Copy the records below line for line, with no changes.

═══

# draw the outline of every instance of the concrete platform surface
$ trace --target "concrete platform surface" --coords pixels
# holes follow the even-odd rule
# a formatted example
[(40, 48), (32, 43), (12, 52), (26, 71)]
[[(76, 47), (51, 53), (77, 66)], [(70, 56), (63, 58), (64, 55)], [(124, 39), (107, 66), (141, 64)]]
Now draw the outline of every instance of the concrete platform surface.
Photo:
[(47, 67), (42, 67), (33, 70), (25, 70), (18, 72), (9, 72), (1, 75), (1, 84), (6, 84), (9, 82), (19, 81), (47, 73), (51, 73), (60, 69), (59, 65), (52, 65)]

═══

> [ANSWER IN FULL]:
# draw the outline of every instance of the concrete platform surface
$ trace --target "concrete platform surface" --coords pixels
# holes follow the even-odd rule
# a formatted example
[(40, 48), (32, 43), (12, 52), (26, 71)]
[[(76, 47), (51, 53), (77, 66)], [(70, 56), (63, 58), (64, 55)], [(124, 39), (107, 66), (141, 64)]]
Now draw the outline of every instance of the concrete platform surface.
Photo:
[(47, 67), (42, 67), (33, 70), (25, 70), (18, 72), (9, 72), (1, 75), (1, 84), (6, 84), (9, 82), (19, 81), (47, 73), (51, 73), (60, 69), (59, 65), (52, 65)]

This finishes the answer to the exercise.